Extend the forum thread on whether to tell coworkers about a department switch, picking up after its final post.

DOCUMENT EXTRACT:
-*-*-
# Should I tell my coworkers I’m switching departments?



## ricearoni (Oct 3, 2022)

Hi, so I am about to switch from GM to HR. My last day working with my regular team is in a few days. They all keep wondering why their schedules are messed up and why they have so many days and I just don’t have the heart to tell them it’s because of me. I’m also nervous that they’ll say something and get the opportunity taken from me or something because they’re kind of like that but I feel really bad about not saying anything. We’re decently close and I want to stay friends but I feel like they’ll be bitter and mad about it if I tell them I’m leaving the department. Would it look rude to not say anything? I don’t want them to be mad and I want to tell them but I just don’t fully trust that they won’t tell everyone and make a big deal out of it. Does it look rude if I don’t say anything till after I start?


----------



## MrT (Oct 3, 2022)

If they are mad at you over changing departments then they are not your friends.  Also you fellow tms have 0 say in whether you switch departments or not.  I would tell them though they should be happy for you.
-*-*-
(Stored items from a collection)
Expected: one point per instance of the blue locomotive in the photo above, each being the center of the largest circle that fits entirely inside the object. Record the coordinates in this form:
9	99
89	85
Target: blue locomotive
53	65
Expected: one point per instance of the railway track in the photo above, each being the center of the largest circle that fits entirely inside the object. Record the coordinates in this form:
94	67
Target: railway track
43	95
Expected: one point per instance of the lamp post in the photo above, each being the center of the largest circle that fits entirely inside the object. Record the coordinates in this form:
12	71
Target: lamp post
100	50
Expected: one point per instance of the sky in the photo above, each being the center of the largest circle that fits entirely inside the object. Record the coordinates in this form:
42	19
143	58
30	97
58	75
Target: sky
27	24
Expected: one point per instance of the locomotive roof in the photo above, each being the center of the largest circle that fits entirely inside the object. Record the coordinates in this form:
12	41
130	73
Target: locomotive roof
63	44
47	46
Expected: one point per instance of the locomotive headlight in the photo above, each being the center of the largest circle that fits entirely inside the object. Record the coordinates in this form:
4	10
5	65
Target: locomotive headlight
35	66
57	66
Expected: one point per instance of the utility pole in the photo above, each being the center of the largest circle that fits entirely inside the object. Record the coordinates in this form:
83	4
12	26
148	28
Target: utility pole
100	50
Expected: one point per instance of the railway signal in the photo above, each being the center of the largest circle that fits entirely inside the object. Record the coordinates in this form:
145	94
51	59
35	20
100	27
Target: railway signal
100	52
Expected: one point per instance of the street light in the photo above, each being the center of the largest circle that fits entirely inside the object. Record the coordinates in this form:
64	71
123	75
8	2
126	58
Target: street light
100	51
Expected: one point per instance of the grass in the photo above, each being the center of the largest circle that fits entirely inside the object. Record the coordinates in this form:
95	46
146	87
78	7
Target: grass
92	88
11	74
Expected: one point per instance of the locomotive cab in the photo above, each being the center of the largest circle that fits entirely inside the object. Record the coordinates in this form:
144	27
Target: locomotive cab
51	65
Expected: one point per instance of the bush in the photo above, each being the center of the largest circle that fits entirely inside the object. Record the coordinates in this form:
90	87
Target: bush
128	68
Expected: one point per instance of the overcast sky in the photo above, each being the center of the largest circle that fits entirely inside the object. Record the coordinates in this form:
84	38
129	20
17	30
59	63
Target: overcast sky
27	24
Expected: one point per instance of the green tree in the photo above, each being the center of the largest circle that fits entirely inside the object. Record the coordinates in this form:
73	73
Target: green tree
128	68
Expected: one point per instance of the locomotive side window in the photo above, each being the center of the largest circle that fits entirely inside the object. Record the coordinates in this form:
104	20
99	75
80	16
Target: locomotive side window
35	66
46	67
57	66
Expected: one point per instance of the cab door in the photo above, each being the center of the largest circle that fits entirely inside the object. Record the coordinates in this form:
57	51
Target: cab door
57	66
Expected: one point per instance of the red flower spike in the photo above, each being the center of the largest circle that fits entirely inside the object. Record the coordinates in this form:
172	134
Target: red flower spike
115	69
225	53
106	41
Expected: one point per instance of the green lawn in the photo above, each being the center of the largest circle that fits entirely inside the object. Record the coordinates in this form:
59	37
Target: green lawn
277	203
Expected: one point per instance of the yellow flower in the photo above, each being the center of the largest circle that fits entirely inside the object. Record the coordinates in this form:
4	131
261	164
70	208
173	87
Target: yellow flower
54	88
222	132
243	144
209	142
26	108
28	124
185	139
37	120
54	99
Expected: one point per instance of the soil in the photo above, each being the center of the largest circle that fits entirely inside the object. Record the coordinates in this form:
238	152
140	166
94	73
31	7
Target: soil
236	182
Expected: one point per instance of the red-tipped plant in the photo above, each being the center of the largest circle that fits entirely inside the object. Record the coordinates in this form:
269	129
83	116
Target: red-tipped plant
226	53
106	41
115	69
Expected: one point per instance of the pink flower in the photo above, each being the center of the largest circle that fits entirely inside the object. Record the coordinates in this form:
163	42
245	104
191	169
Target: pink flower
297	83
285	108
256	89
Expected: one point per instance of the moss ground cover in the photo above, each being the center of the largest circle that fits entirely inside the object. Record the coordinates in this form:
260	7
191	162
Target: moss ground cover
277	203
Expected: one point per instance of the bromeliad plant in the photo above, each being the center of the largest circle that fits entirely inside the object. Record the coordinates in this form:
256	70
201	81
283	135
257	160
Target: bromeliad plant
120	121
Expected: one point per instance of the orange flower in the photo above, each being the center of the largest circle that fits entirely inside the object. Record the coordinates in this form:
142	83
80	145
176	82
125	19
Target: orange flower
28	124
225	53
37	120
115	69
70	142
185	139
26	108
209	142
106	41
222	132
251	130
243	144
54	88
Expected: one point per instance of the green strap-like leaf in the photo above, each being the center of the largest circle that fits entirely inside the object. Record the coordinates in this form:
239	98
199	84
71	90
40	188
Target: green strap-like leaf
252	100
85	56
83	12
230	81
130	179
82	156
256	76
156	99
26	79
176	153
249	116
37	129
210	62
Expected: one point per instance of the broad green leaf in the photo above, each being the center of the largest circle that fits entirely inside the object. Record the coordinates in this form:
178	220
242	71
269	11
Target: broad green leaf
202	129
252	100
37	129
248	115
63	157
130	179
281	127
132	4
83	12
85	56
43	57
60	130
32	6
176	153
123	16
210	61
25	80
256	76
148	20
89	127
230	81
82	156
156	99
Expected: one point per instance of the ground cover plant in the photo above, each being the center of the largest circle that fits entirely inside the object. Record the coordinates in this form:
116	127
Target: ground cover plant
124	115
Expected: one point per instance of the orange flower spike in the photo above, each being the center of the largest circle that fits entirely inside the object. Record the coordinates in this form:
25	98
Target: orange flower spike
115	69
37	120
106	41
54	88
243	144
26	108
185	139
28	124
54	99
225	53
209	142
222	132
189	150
-*-*-
OUTPUT BELOW:
----------



## commiecorvus (Oct 3, 2022)

ricearoni said:


> Hi, so I am about to switch from GM to HR. My last day working with my regular team is in a few days. They all keep wondering why their schedules are messed up and why they have so many days and I just don’t have the heart to tell them it’s because of me. I’m also nervous that they’ll say something and get the opportunity taken from me or something because they’re kind of like that but I feel really bad about not saying anything. We’re decently close and I want to stay friends but I feel like they’ll be bitter and mad about it if I tell them I’m leaving the department. Would it look rude to not say anything? I don’t want them to be mad and I want to tell them but I just don’t fully trust that they won’t tell everyone and make a big deal out of it. Does it look rude if I don’t say anything till after I start?



If you are close than they won't be angry with you for getting a better gig.
If you are friends imagine how hurt they would be that you didn't tell them.
Having other people know shouldn't be an issue since everyone is going to know pretty quick anyway.
You would probably be surprised how many people already know about it.
Most stores are like small towns and thrive on knowing everybody's business.


----------



## ricearoni (Oct 3, 2022)

MrT said:


> If they are mad at you over changing departments then they are not your friends.  Also you fellow tms have 0 say in whether you switch departments or not.  I would tell them though they should be happy for you.


I’ve been mad at HR before and told them I was mad about it so I’m afraid they’ll go to the ETL HR and tell him that I said something. That wouldn’t get the position taken from me?


----------



## MrT (Oct 3, 2022)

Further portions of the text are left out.